## DIRECTION
Please reproduce the rows below with "Whenever you're ready" swapped for "When you have a moment" and everything else unchanged. Leave the pictures out of your answer.
___ MATERIAL TO PROCESS
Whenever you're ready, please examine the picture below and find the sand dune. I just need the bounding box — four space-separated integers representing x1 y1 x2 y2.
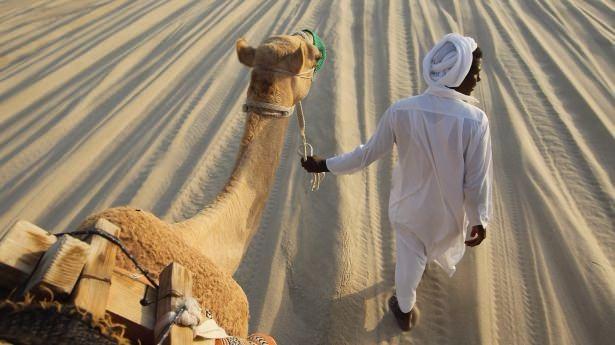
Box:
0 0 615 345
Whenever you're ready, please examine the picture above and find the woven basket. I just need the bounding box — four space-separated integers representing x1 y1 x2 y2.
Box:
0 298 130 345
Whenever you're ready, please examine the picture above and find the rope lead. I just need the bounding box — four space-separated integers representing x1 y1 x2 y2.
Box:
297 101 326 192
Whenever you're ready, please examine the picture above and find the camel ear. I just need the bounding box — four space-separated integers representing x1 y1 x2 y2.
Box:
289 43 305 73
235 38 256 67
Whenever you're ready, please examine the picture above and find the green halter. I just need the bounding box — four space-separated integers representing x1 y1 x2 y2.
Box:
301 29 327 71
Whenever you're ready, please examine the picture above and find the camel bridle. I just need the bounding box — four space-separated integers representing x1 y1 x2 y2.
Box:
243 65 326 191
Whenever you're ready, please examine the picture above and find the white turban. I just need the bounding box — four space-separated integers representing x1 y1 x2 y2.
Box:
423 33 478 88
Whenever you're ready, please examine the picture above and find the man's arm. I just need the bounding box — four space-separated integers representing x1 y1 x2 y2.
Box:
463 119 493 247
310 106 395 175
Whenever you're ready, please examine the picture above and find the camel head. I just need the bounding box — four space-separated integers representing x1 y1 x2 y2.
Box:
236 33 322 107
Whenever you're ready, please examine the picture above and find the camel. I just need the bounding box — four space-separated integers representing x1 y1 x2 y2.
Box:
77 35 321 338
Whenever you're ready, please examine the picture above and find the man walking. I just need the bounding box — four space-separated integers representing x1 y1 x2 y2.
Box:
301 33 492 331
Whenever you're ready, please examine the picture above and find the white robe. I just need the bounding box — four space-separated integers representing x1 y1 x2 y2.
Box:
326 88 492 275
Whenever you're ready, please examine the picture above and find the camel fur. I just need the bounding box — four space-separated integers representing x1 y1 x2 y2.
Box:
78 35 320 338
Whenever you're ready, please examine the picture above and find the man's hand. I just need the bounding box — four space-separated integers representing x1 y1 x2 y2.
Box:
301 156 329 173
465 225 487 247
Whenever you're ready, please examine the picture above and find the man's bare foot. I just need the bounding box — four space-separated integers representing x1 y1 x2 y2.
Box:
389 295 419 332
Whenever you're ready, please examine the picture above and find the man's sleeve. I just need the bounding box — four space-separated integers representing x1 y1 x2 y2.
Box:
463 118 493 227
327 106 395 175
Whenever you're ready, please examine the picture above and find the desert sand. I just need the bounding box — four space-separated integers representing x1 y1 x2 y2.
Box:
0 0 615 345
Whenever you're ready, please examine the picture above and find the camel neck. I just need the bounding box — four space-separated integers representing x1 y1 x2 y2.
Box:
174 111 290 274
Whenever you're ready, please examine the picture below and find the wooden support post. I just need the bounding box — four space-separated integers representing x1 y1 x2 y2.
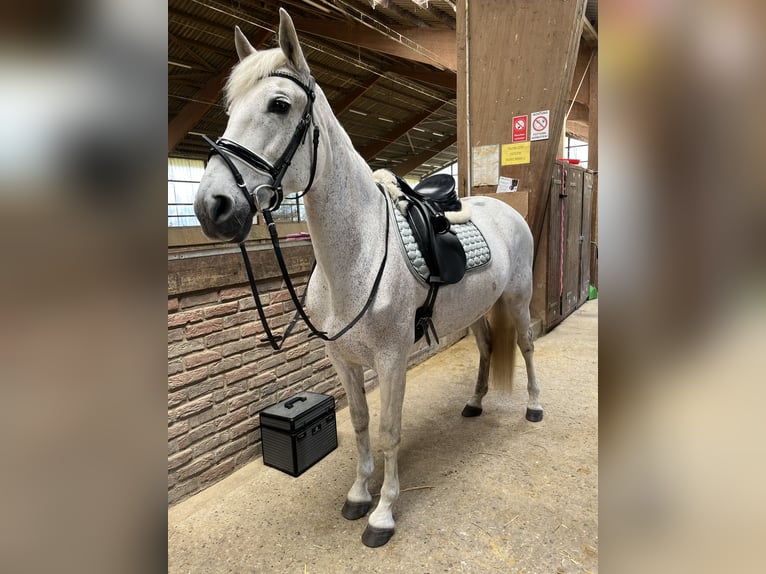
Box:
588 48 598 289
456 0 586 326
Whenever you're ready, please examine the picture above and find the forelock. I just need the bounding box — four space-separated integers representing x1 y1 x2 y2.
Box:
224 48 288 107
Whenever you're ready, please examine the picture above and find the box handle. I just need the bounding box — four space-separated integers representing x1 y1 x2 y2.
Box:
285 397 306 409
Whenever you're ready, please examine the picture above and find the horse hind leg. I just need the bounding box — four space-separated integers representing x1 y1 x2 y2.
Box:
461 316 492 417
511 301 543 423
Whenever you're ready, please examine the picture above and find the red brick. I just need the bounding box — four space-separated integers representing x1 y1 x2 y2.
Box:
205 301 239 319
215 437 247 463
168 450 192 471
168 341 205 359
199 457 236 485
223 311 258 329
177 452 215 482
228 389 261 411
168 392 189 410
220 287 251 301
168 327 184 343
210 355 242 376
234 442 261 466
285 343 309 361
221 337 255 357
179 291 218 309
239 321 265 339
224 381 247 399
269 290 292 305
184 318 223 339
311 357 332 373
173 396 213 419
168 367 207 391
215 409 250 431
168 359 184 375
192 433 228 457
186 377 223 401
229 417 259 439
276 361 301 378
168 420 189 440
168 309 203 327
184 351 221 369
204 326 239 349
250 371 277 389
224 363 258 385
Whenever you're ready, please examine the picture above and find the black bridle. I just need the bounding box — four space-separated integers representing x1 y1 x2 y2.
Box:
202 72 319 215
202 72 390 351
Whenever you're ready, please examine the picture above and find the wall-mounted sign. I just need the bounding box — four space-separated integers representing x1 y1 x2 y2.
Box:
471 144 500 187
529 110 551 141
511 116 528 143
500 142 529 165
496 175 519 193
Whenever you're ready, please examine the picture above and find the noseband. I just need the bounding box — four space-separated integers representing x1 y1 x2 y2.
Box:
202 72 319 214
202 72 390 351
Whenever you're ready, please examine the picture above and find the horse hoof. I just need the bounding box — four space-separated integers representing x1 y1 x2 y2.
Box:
______
## TASK OUTPUT
When you have a moment, please examine the picture below and find the sand dune. I just need the bounding box — four space-separated integers representing x1 y1 x2 y2.
Box:
0 0 615 345
When you have a moment, please examine the picture above and find the woven basket. I just need the bounding box — four space-separated integers representing x1 y1 x2 y2.
Box:
0 298 130 345
When you have a moment, please examine the picture above and find the rope lead. I just need the bounding box — four space-separated integers representing x1 y1 x2 y2.
Box:
297 101 326 192
When you have a moment, please examine the picture above and find the camel ear. I just need the bounding box — four space-separated integers representing x1 y1 x2 y2.
Box:
289 43 305 73
235 38 256 67
When you have a moment, please examine the picture above and find the green halter. I just need the bounding box — four space-separated integers representing x1 y1 x2 y2.
Box:
301 29 327 71
When you have a moment, please examine the picture above and find the camel bridle. I just need the bounding box — four space-separated integers representing x1 y1 x2 y2.
Box:
243 65 326 191
When you have a moment, please examine the picture above and find the white turban. I just need the bounding box — four space-separated integers representing x1 y1 x2 y2.
Box:
423 33 478 88
When you have a moment, please examine the picture above and find the man's arm. I just need the bounding box — four space-separated integers representing x1 y1 x2 y2.
Box:
463 119 493 247
310 106 395 175
When you have a moment, please examine the picture above and find the camel head. I just need the bounding box — four space-separated integers representing x1 y1 x2 y2.
Box:
236 33 322 107
When you have a moment, please examine the picture above and find the camel. I just need the bounding box — four space-separated integers representing x1 y1 x2 y2.
Box:
77 35 321 338
When you have a moment, please examine the picture above and find the man walking. I just need the bounding box — four space-separated integers representing x1 y1 x2 y2.
Box:
301 33 492 331
When you have a moment, please examine the picture above and find the white robe. I just need the bounding box — four space-separated integers representing x1 y1 x2 y2.
Box:
326 88 492 275
When you have a moment, please examine the picture above and find the camel fur. I just need the bounding box — four space-separated integers representing x1 y1 x2 y2.
Box:
78 35 320 338
When you have a moment, please examine the picture above and find the man's hand. I just need the bounding box — four space-separated integers representing x1 y1 x2 y2.
Box:
301 156 329 173
465 225 487 247
When you have a moment, please examine the picture above and find the man's bare foot. I just need the bounding box — four space-separated integers representing x1 y1 x2 y2.
Box:
389 295 419 332
When you have a moment, please examine the picture above and find the man's sleeve. I just need the bounding box — four space-separated integers representing x1 y1 x2 y2.
Box:
463 118 493 227
327 106 395 175
When you have a moment, please examine the picture above and find the desert sand. I just need the bounding box — four space-separated integers representing x1 y1 x2 y2.
Box:
0 0 615 345
When you have a moment, please examine the picture above and find the camel neck. I just need the bounding box — four space-separated integers representing x1 y1 x2 y2.
Box:
174 111 290 274
When you have a moment, please examine the picture below and find the wooden support post. I just need the bounding box — four space-separated integers representing x1 y1 x2 y2.
Box:
588 48 598 289
456 0 586 326
When you have a moment, please examine the picture above and find the forelock. I just need the bounding box — four space-separated integers representing x1 y1 x2 y2.
Box:
224 48 288 107
When you have a moment, please examine the picture above and find the box handle. I just need the bounding box — four space-separated integers representing x1 y1 x2 y2.
Box:
285 397 306 409
When you have a moment, please examine the picture above and find the horse hind leg. I just need the bounding box — four space-separated integers representing x1 y1 x2 y2.
Box:
461 316 492 417
511 301 543 423
When you have a moment, please examine the picture above and find the red brick. I just need the bounding box — four space-separated integers representing x1 y1 x2 y2.
Box:
205 301 239 319
215 437 247 463
168 450 192 471
168 341 205 359
199 457 236 485
223 311 258 329
177 452 215 482
228 389 261 411
168 392 189 410
220 287 251 301
168 327 184 343
210 355 242 376
234 442 261 466
285 343 309 361
221 337 255 357
179 291 218 309
239 321 265 339
224 381 247 399
269 290 292 305
184 318 223 339
311 357 332 373
173 396 213 419
168 367 207 391
215 409 250 431
168 359 184 375
192 433 228 457
186 377 223 401
229 417 259 439
276 361 301 378
168 420 189 440
168 309 203 327
184 351 221 369
204 326 239 349
250 371 277 389
224 363 258 385
When you have a moment, please examine the picture above and find the black bridle. I just need the bounding box — four space-separated integers representing x1 y1 x2 y2.
Box:
202 72 319 215
202 72 390 351
When you have a moment, please examine the picture above and find the wall-mounted sign. I just need the bounding box — four space-separated integers representing x1 y1 x2 y2.
Box:
471 144 500 187
529 110 551 141
511 116 528 143
500 142 529 165
496 175 519 193
When you have a moment, please examine the picture above and find the noseband. I just need the bounding box — four space-separated integers representing x1 y1 x2 y2.
Box:
202 72 319 214
202 72 390 351
When you have a moment, please examine the picture above and find the horse hoof. I just need the bounding box — four space-separated integers representing x1 y1 x2 y2.
Box:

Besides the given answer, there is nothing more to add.